Scendere a patti con il tempo
di Angelo Ferracuti
https://www.azione.ch/cultura/dettaglio/articolo/scendere-a-patti-con-il-tempo.html

Le nostre finestre sono diventate tappeti volanti
di Francesca Mannocchi
https://www.azione.ch/cultura/dettaglio/articolo/le-nostre-finestre-sono-diventate-tappeti-volanti.html

Oltre la siepe, la vita e l’Unheimliche
di Sandro Veronesi
https://www.azione.ch/cultura/dettaglio/articolo/oltre-la-siepe-la-vita-e-lunheimliche.html

Chiamiamoci come tanti barone Lamberto
di Nadia Terranova
https://www.azione.ch/cultura/dettaglio/articolo/chiamiamoci-come-tanti-barone-lamberto.html

Sul ponte sventola bandiera gialla
di Björn Larsson
https://www.azione.ch/cultura/dettaglio/articolo/sul-ponte-sventola-bandiera-gialla.html

La runner degli ulivi
di Lidia Ravera
https://www.azione.ch/cultura/dettaglio/articolo/la-runner-degli-ulivi.html

In attesa di quel cappuccino
di Paolo Di Stefano
https://www.azione.ch/cultura/dettaglio/articolo/in-attesa-di-quel-cappuccino.html

Isolati, ma non soli
di Luigi Forte
https://www.azione.ch/cultura/dettaglio/articolo/isolati-ma-non-soli.html

 

 

 


In attesa di quel cappuccino

Cartoline dalla quarantena - Milano, il sogno (per ora proibito) del recluso
/ 30.03.2020
di Paolo Di Stefano

Eravamo usciti di casa, avevamo percorso non più di una decina di metri verso via Pacini, quando dall’angolo, proprio davanti al bar-tabacchi dei cinesi, ci venne incontro uno starnuto fragoroso e libero, senza riparo di mani né di gomito, senza tradire nessuna delle preoccupazioni su cui insistevano già da diversi giorni i consigli degli esperti. Uno starnuto totalmente libero, come fosse stato emesso da un individuo solingo vagante per una campagna sterminata e vuota. Invece eravamo a Milano, in un pomeriggio che precedeva di poco i primi decreti del governo. Quell’uomo sulla cinquantina, camminando sul marciapiede, non aveva sentito la minima esigenza di evitare lo spruzzo di saliva e il disperdersi nell’aria delle famose goccioline attraverso cui, in quei giorni terribili di inizio marzo, si diffondeva il virus.
::::::::::
▶ [Compiti da svolgere]
1. Riproduci la parte dell'estratto che va da "Eravamo usciti di" fino a "diffondeva il virus.", incluse queste ultime parole.
2. Secondo l'estratto, che età aveva all'incirca l'uomo che starnutì camminando sul marciapiede?

▶ [Dati in esame]
::::::::::
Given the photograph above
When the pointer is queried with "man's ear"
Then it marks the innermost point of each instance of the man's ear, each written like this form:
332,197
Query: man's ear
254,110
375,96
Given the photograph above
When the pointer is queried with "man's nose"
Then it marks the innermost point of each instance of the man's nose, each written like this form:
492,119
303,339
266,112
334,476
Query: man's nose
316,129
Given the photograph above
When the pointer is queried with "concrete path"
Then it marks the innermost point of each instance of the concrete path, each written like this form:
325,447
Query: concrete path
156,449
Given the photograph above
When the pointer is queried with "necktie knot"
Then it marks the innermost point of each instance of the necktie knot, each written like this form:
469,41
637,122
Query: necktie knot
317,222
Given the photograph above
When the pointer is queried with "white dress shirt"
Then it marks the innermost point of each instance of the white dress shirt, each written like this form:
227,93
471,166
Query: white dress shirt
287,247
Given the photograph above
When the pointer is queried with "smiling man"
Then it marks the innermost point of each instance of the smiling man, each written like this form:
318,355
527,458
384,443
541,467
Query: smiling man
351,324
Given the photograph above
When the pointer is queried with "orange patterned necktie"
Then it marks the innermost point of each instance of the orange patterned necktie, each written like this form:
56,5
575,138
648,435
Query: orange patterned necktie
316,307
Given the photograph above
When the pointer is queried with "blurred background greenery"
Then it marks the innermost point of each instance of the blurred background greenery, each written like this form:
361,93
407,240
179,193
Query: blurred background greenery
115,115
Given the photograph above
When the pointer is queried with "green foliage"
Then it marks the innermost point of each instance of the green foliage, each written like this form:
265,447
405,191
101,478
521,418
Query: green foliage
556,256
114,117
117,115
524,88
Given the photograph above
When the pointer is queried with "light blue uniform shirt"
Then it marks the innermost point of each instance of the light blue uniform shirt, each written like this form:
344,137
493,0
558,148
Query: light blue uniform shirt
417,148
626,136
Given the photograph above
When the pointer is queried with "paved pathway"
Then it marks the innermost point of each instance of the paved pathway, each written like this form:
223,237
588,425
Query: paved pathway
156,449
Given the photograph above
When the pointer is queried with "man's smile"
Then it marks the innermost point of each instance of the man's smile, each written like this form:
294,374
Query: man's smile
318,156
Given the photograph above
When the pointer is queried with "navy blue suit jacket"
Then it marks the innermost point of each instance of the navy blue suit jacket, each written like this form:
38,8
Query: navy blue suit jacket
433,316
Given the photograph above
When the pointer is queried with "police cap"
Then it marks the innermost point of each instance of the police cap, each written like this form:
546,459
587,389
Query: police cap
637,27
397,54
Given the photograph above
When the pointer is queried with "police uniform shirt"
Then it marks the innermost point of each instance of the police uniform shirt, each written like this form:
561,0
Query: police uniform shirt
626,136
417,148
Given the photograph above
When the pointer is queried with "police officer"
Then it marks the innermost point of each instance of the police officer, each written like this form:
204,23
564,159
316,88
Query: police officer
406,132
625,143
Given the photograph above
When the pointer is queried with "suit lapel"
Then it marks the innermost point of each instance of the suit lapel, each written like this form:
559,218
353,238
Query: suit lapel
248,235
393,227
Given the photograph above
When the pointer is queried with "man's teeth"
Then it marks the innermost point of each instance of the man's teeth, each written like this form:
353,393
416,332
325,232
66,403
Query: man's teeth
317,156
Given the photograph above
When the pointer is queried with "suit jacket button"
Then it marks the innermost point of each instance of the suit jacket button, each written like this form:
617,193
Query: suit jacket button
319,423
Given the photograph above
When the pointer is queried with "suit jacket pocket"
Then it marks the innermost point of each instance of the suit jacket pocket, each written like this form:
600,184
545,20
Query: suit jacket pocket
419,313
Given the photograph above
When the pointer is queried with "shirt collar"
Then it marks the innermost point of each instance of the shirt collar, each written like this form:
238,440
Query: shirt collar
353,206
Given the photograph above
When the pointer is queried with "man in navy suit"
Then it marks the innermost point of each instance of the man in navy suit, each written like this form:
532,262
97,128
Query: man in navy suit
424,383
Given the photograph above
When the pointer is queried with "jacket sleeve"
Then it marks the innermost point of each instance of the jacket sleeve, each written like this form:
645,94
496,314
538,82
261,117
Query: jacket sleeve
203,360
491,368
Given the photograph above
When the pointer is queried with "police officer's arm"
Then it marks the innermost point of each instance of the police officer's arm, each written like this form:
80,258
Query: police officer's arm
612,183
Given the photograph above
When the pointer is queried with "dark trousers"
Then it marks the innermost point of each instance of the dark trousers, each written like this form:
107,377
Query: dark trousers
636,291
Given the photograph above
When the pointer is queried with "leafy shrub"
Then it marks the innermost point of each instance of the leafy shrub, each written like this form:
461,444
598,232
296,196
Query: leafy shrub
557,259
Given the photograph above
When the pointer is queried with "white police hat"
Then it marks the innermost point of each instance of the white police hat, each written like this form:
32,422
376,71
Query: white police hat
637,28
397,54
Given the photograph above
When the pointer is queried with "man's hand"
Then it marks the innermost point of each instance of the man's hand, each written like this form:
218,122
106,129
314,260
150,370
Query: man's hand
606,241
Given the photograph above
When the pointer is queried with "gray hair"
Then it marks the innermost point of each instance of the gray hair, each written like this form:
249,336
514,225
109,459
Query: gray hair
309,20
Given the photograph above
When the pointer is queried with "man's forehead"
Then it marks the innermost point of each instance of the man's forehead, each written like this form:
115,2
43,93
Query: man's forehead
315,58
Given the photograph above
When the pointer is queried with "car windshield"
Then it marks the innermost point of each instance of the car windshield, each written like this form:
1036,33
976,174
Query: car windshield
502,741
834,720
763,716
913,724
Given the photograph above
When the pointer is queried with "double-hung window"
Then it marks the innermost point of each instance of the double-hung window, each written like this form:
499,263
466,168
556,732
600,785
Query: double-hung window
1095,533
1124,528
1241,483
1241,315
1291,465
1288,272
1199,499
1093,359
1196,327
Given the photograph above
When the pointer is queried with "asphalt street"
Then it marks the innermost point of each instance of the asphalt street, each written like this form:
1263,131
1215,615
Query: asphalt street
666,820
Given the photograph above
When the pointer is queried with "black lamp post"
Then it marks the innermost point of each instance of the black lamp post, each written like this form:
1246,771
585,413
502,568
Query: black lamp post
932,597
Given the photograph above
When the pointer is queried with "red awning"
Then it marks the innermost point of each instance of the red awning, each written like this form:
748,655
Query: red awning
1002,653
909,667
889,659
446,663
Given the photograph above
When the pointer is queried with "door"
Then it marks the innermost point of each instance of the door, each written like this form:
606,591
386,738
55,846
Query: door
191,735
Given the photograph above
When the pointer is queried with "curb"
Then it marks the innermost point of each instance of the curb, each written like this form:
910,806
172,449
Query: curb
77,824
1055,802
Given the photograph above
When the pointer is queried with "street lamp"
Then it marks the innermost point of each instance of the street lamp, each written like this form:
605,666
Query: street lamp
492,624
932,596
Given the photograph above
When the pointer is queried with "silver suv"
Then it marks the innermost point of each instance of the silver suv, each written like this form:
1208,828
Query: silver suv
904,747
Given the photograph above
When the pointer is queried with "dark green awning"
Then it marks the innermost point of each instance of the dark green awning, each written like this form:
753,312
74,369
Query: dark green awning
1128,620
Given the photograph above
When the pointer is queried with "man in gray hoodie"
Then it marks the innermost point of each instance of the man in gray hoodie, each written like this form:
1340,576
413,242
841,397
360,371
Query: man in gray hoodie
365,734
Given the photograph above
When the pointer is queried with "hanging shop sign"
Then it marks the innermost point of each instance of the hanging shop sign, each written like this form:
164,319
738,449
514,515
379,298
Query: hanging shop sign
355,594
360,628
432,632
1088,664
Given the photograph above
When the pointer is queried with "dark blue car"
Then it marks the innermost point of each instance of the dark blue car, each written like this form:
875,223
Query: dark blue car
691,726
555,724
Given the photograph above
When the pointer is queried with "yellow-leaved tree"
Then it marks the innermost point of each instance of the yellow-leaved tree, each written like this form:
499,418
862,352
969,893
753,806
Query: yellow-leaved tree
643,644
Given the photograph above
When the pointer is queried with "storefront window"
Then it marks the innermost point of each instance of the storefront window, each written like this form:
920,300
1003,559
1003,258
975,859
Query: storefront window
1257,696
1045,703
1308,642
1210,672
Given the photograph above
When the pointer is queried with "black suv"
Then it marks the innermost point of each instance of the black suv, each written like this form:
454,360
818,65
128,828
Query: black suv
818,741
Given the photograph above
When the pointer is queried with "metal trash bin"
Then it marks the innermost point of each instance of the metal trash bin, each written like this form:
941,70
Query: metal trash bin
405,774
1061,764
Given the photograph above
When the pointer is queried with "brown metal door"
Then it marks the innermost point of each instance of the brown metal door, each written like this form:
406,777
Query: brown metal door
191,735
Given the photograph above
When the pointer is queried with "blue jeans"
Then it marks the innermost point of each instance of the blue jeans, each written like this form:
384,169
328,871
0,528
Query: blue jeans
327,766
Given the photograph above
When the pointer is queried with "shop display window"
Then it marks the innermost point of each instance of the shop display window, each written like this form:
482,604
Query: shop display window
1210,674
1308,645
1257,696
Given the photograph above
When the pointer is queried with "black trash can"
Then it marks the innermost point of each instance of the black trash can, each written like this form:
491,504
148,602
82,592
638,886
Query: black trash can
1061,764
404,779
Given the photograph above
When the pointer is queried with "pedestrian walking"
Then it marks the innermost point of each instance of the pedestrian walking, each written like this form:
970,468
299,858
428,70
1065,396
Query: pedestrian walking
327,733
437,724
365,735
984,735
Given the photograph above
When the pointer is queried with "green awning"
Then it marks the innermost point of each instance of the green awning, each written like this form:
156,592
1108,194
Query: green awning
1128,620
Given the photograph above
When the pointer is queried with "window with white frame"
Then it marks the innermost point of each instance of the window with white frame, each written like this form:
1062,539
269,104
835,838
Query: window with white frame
::::::::::
▶ [Elenco delle risposte]
1.
Eravamo usciti di casa, avevamo percorso non più di una decina di metri verso via Pacini, quando dall’angolo, proprio davanti al bar-tabacchi dei cinesi, ci venne incontro uno starnuto fragoroso e libero, senza riparo di mani né di gomito, senza tradire nessuna delle preoccupazioni su cui insistevano già da diversi giorni i consigli degli esperti. Uno starnuto totalmente libero, come fosse stato emesso da un individuo solingo vagante per una campagna sterminata e vuota. Invece eravamo a Milano, in un pomeriggio che precedeva di poco i primi decreti del governo. Quell’uomo sulla cinquantina, camminando sul marciapiede, non aveva sentito la minima esigenza di evitare lo spruzzo di saliva e il disperdersi nell’aria delle famose goccioline attraverso cui, in quei giorni terribili di inizio marzo, si diffondeva il virus.

2. Era sulla cinquantina.